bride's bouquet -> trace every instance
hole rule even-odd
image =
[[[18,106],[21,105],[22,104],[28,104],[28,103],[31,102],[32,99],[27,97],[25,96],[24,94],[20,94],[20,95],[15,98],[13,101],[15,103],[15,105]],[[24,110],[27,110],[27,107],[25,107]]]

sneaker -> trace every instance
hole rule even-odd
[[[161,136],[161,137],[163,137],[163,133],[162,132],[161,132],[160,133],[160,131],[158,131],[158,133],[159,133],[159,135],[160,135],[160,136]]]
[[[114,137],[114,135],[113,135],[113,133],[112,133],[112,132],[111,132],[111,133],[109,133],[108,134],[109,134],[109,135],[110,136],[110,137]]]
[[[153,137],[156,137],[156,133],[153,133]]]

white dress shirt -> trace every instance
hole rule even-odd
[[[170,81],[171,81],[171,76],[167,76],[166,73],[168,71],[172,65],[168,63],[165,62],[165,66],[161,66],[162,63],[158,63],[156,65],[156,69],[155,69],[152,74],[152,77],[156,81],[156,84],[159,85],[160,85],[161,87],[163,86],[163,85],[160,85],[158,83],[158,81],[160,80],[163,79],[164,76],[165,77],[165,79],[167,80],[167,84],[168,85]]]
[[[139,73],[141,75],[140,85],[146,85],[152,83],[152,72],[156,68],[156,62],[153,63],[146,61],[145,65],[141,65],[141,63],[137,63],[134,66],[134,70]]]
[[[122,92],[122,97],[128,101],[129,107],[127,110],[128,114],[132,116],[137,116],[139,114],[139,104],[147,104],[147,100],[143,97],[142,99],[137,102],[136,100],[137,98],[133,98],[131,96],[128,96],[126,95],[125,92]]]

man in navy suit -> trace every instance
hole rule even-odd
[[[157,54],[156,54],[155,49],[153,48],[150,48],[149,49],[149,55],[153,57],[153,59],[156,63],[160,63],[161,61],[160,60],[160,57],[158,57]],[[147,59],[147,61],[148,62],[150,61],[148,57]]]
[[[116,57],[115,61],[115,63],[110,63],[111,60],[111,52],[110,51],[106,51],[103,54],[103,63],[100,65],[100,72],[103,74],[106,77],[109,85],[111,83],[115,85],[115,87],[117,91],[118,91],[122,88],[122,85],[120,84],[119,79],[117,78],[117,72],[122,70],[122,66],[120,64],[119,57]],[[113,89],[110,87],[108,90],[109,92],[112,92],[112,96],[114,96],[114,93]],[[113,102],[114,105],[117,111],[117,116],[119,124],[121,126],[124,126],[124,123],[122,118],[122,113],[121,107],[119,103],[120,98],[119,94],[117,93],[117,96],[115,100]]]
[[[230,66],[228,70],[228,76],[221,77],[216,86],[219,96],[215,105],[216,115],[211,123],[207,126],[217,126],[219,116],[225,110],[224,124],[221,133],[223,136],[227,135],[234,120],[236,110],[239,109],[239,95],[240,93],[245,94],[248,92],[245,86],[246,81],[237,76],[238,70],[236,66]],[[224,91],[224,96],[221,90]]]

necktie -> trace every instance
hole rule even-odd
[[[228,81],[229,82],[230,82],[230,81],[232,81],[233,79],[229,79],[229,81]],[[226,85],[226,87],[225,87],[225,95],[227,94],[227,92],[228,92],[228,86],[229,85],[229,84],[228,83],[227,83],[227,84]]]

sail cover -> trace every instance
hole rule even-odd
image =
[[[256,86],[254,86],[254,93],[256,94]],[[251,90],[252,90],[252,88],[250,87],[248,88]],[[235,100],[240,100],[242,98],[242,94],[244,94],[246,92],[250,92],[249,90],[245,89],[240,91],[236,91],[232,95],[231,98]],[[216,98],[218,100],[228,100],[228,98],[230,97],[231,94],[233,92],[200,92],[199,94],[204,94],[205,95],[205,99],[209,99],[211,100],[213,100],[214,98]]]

◇ ◇ ◇ ◇ ◇

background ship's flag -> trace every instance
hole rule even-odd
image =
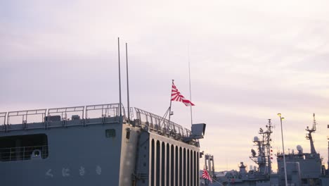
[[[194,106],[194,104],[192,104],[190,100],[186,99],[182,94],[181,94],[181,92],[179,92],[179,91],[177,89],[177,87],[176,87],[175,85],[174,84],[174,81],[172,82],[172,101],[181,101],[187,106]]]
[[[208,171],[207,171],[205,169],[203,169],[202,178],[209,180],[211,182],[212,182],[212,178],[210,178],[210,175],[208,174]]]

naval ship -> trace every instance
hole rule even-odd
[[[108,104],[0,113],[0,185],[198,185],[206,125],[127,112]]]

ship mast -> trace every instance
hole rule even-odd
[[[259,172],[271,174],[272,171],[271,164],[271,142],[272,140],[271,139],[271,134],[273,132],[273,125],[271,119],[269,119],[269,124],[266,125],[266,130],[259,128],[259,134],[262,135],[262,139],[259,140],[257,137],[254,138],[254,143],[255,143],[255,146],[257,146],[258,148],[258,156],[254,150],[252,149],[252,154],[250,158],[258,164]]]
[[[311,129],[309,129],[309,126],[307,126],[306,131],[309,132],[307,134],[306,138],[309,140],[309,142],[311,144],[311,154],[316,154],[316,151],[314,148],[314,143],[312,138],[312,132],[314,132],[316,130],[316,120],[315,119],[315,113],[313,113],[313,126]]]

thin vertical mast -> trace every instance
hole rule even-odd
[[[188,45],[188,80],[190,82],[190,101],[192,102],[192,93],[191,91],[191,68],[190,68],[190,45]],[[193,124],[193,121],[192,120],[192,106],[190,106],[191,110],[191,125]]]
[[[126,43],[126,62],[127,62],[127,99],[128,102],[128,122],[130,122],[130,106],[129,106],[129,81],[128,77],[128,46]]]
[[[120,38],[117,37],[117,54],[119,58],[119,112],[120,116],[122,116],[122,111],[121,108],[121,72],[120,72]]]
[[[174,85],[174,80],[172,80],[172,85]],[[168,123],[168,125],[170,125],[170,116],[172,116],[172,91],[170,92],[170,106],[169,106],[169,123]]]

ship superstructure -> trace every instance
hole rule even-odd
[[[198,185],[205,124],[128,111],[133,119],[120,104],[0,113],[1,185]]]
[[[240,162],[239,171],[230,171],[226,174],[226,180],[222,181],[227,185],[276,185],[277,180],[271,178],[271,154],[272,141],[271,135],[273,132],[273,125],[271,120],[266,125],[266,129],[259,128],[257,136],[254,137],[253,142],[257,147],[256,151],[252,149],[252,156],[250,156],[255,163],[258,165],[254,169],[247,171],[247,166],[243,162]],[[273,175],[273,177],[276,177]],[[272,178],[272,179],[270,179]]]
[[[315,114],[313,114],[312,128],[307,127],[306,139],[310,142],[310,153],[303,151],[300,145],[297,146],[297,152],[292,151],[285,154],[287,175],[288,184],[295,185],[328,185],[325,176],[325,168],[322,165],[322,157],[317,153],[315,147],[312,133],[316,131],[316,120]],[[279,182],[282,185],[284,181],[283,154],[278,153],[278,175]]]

◇ ◇ ◇ ◇ ◇

▸ Task details:
Can you rewrite the records between the lines holding "bride's bouquet -> trace every instance" and "[[[153,137],[156,137],[156,133],[153,133]]]", inclusive, renaming "sneaker" to "running shoe" and changing nothing else?

▸ Solved exercise:
bride's bouquet -> trace every instance
hole rule even-odd
image =
[[[18,106],[21,105],[22,104],[28,104],[28,103],[31,102],[32,99],[27,97],[25,96],[24,94],[20,94],[20,95],[15,98],[13,101],[15,103],[15,105]],[[24,110],[27,110],[27,107],[25,107]]]

running shoe -> trace every instance
hole rule even-odd
[[[161,136],[161,137],[163,137],[163,133],[162,132],[161,132],[160,133],[160,131],[158,131],[158,133],[159,133],[159,135],[160,135],[160,136]]]
[[[114,137],[114,135],[113,135],[113,133],[112,133],[112,132],[111,132],[111,133],[109,133],[108,134],[109,134],[109,135],[110,136],[110,137]]]
[[[153,137],[156,137],[156,133],[153,133]]]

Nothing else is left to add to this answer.